Listed records —
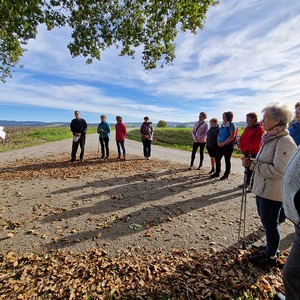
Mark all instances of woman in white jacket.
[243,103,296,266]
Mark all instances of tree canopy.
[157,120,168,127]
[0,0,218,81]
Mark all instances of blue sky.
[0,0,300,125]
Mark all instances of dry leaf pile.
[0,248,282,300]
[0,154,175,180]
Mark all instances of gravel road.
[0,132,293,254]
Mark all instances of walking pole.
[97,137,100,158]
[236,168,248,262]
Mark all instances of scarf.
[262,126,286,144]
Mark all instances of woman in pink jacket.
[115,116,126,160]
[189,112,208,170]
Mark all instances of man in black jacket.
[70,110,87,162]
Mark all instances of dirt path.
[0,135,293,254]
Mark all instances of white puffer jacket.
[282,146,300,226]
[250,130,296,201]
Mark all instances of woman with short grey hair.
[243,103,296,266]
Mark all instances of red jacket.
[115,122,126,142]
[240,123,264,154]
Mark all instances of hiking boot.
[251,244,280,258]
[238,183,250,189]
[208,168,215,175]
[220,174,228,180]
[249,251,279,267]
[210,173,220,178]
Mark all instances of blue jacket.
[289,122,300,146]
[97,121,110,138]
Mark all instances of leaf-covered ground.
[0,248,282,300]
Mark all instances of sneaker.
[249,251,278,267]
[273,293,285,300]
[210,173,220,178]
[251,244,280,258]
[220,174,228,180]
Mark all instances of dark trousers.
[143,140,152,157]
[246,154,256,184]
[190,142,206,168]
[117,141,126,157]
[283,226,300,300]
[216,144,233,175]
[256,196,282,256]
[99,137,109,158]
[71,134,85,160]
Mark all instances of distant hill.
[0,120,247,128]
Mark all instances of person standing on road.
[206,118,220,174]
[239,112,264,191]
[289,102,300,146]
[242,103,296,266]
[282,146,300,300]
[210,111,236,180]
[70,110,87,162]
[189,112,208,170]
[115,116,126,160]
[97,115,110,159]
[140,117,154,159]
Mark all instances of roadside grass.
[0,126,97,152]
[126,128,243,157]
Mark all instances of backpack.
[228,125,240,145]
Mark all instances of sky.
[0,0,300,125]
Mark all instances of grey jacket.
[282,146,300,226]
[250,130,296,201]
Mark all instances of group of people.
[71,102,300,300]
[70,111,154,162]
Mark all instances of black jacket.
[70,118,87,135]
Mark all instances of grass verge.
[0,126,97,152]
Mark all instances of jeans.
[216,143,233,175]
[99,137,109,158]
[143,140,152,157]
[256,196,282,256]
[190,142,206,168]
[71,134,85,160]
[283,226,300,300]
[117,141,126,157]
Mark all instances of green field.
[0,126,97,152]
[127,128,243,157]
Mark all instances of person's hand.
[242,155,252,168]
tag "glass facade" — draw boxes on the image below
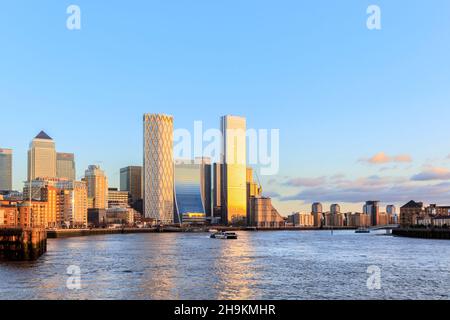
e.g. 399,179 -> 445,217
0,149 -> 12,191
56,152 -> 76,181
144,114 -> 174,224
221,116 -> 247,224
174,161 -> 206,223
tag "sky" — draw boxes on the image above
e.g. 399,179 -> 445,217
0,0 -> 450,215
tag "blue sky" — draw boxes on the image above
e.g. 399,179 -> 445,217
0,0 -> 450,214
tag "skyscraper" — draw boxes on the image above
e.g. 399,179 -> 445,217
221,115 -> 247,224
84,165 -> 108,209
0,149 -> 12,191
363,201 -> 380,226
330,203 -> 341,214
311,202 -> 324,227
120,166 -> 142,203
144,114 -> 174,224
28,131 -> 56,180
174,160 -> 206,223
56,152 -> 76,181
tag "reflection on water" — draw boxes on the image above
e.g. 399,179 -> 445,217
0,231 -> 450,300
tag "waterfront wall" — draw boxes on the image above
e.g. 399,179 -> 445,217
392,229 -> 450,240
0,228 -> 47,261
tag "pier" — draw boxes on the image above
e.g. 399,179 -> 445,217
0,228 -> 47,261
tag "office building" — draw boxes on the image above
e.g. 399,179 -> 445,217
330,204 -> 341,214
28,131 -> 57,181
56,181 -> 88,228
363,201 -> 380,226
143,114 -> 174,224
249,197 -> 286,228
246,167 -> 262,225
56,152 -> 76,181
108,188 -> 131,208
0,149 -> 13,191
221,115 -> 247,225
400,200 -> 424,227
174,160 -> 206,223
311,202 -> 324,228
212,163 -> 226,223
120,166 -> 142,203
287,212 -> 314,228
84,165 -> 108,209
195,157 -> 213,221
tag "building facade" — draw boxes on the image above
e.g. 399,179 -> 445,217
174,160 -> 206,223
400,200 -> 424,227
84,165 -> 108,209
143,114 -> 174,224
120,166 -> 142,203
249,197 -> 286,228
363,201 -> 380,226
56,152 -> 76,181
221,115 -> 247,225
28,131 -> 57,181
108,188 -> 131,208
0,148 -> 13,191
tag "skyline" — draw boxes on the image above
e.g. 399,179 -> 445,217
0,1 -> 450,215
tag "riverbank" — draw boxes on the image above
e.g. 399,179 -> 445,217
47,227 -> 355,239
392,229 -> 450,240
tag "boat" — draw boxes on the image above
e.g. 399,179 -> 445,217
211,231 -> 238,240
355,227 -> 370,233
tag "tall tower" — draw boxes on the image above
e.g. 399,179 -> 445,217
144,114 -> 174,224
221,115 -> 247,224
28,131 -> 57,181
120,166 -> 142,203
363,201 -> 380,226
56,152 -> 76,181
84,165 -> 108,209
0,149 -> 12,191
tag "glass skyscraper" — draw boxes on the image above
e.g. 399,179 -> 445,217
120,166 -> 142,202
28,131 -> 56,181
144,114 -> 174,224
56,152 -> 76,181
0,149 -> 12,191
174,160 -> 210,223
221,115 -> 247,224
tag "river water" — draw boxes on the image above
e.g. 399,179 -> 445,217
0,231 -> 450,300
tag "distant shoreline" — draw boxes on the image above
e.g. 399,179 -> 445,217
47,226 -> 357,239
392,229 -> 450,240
==
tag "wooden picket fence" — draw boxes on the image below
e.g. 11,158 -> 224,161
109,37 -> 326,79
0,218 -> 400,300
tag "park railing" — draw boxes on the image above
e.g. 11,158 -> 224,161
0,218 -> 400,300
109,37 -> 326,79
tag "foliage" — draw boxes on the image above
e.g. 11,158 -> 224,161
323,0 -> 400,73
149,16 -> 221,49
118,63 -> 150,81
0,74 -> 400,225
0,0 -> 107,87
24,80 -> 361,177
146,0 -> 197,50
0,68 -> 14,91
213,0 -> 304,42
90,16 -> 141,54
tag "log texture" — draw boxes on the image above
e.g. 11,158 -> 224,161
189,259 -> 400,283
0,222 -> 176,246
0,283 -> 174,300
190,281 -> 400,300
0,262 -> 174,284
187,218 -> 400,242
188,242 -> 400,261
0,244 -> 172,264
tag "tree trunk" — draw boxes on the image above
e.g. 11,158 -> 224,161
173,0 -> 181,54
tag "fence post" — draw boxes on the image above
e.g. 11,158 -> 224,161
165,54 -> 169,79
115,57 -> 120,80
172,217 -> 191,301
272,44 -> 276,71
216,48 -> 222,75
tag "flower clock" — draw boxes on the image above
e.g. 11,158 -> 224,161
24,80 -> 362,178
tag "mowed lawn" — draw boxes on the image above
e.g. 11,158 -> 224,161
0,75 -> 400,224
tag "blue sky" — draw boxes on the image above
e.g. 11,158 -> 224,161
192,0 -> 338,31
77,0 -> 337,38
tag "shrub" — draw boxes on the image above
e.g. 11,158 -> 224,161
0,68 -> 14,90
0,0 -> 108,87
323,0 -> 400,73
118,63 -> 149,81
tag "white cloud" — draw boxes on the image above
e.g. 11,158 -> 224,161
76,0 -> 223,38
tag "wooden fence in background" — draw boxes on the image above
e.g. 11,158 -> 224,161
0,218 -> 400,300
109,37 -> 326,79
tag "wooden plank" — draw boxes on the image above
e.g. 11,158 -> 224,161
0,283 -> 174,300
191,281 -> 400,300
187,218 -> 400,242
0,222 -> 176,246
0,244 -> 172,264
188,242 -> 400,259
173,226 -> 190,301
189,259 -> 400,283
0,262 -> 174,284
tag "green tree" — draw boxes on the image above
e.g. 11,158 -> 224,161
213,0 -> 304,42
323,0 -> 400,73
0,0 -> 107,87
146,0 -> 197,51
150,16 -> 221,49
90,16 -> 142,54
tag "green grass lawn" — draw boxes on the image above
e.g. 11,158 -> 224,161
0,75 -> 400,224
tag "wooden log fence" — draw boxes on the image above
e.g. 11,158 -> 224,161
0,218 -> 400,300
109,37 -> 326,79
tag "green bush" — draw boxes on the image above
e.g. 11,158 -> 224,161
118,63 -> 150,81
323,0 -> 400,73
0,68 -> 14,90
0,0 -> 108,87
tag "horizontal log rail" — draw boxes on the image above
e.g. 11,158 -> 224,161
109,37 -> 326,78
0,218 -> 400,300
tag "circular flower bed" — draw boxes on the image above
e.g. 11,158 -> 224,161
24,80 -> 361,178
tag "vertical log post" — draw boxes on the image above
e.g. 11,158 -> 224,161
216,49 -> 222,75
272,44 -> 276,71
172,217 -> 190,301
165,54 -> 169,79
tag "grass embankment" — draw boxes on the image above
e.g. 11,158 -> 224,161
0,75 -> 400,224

What is asked — Convert the material above into a Markdown table with the columns Row and Text, using only the lines from the one containing "Mark all instances of leaf-covered ground." through the one containing "[0,120,247,128]", both included. Give each line a running number and leave out blank lines.

Solution for this problem —
| Row | Text |
|---|---|
| 1 | Mark all instances of leaf-covered ground. |
| 2 | [0,248,282,300] |
| 3 | Mark all instances of sneaker. |
| 4 | [249,251,278,267] |
| 5 | [273,293,285,300] |
| 6 | [210,173,220,178] |
| 7 | [251,244,280,258] |
| 8 | [220,174,228,180] |
| 9 | Mark all instances of dark trousers. |
| 10 | [143,140,152,157] |
| 11 | [246,154,256,184] |
| 12 | [190,142,206,168] |
| 13 | [117,141,126,157] |
| 14 | [283,226,300,300] |
| 15 | [216,144,233,175] |
| 16 | [256,196,282,256] |
| 17 | [99,137,109,158] |
| 18 | [71,134,85,160] |
| 19 | Mark all instances of distant hill. |
| 20 | [0,120,247,128] |